What to produce. Return every line of the data below word for word, including the punctuation.

Input records.

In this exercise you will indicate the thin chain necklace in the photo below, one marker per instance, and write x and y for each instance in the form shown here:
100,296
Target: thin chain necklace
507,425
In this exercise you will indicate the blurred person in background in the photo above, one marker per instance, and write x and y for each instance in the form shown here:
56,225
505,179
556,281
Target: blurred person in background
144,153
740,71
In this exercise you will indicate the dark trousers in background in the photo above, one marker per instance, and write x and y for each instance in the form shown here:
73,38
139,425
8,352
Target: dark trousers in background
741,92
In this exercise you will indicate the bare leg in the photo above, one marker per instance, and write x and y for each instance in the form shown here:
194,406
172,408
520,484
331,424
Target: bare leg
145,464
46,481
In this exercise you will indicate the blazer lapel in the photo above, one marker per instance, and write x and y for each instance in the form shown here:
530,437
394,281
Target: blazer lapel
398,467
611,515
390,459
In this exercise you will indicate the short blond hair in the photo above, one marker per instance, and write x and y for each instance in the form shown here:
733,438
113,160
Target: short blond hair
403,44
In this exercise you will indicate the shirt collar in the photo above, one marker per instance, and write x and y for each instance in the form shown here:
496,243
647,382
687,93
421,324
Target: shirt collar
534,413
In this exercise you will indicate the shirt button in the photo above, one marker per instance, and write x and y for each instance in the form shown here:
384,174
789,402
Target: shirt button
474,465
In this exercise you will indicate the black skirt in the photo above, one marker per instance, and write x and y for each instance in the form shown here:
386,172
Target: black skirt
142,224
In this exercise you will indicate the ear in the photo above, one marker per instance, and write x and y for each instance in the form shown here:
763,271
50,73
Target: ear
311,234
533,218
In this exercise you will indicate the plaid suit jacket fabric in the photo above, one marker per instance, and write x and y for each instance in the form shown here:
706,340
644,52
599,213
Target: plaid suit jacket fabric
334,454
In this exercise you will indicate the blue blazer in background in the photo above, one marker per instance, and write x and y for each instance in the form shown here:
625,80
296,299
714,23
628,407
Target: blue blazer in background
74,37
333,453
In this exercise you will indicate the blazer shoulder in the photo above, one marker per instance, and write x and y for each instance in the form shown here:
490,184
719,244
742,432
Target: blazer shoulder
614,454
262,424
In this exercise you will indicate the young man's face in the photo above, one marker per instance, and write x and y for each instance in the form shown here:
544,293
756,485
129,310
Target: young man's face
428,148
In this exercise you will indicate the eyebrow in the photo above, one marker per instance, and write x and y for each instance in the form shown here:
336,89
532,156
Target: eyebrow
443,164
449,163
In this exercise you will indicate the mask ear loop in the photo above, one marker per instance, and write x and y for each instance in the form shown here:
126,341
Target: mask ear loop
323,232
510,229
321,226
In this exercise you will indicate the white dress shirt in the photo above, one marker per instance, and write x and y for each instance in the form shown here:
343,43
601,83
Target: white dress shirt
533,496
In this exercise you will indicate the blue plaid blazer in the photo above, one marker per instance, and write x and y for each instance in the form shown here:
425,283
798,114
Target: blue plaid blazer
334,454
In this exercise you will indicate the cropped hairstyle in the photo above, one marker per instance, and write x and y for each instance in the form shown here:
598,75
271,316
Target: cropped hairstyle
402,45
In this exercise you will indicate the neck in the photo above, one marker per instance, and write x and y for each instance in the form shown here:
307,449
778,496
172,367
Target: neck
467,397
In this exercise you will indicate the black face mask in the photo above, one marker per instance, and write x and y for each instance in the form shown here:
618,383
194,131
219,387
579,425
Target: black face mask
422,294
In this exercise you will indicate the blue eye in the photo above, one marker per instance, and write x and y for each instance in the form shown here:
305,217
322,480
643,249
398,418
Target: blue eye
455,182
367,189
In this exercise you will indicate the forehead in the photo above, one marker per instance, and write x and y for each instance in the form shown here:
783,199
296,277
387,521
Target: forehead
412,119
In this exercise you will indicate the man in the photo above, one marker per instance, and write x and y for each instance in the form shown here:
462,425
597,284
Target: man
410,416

Exercise response.
In this exercise you will indicate the thin chain necklace in the photo below, one marker per instance, and write x and y for each instance in the form shown here:
100,296
Target: thin chain necklace
507,425
In this exercise you will indicate the blurred person in background in the photo above, one marker per instance, and write x and y for each instance in the form shown here:
56,225
505,179
556,281
Target: blurred person in background
144,153
740,71
In this exercise you will indicate the dark trousers in background in the photo above, one marker per instance, and write x and y for each instance in the form shown here:
73,38
139,425
8,352
Target: dark trousers in background
741,92
In this exercise you will indicate the bare leg in the photo above, one marker per instance, and write x and y for each instance in the form shown here:
194,406
172,408
520,484
331,424
Target: bare leg
145,464
46,481
In this exercise you will indicate the blazer lapel in the photo above, one marker per instance, and write x and y for each instance in the form shown here:
530,437
394,281
Target: blazer lapel
398,467
611,515
390,459
In this exercise you will indicate the short blond hair in the photo above, one marker per instance, and write x and y for each instance in the form shown here:
733,438
113,160
Target: short blond hair
403,44
In this exercise you will indicate the shirt collar in the photo above, one marker per instance, and write x and y for each instance in the form shown here:
496,243
647,382
687,93
421,324
Target: shirt collar
534,413
In this exercise you will indicate the shirt button in the photo above, one marker per instance, and write x and y for each instance in the form shown here:
384,174
789,402
Target: shirt button
474,465
In this exercise you will indicate the black skirt in the photo above, one marker per instance, and write x and y for each instance in the form shown here:
386,172
Target: black skirt
142,224
In this exercise you will indicate the ear in the photo above, one marker per instance, and write x and y for each instance in the form shown here:
763,271
50,73
Target: ear
311,234
533,218
In this exercise you will indicate the plaid suit jacket fabric in the photo above, one marker per instance, and write x and y for each instance in the form shown here:
706,340
644,52
599,213
Target: plaid suit jacket fabric
334,454
In this exercise you will indicate the blue blazer in background in the photo above, one marker per instance, and write x and y for each instance in the form shown here:
625,80
296,299
714,23
628,407
Target: blue blazer in background
74,37
333,453
In this exercise you will indicate the blazer shoulder in the photo above, one marker per instance, and write x and y for each instance in the form shown here:
490,184
719,244
742,432
Target: blazer shoulder
614,454
262,424
In this exercise you will indicate the young man's face in the photo above, one marker per instance, and write x and y for each instance in the form shown here:
544,293
756,485
129,310
Target: young man's face
428,148
In this exercise you will indicate the eyebrow in the photo above, one marker per instance, and write x and y for each instance in the form shown here:
336,89
532,156
Target: eyebrow
443,164
449,163
In this exercise you will indicate the mask ear loop in the photo above, one marker per instance, and write x and y for each instance in the form shown here:
126,341
Target: mask ear loop
323,232
510,229
321,226
In this exercise you will indicate the white dress shirt in the photo above, one marker per instance, and write x and y for each instance in the form shown here:
343,43
601,83
Target: white dress shirt
533,496
In this exercise you will indicate the blue plaid blazer in the photo above, one marker per instance, and write x and y for each instance in the form shown here:
425,283
798,114
Target: blue plaid blazer
334,454
In this exercise you will indicate the cropped hairstyle in the photo above, one marker per instance, and write x and y for each instance in the form shown here:
598,75
271,316
Target: cropped hairstyle
402,45
In this exercise you will indicate the neck in the photo above, one marker per instance, and write x and y for each instance in the form shown here:
307,449
778,496
172,367
Target: neck
467,397
In this exercise you will indicate the black face mask in the photo above, one marker per instance, and write x and y for each instance in the form shown here:
618,383
194,131
219,387
579,425
Target: black face mask
422,294
In this exercise you will indicate the blue eye in the photo above, one marker per instance, and write x and y for each instance in the form shown here:
305,217
322,480
643,249
398,418
Target: blue eye
455,182
367,189
In this exercise you will indicate the forehead in the photo above, one marker per instance, and write x and y for each instance in the form shown here:
783,199
296,277
387,521
Target: forehead
412,119
In this exercise you will indicate the man in the photo above, one marker per instance, and write x and y for each instance in the form shown here:
462,425
597,284
Target: man
410,416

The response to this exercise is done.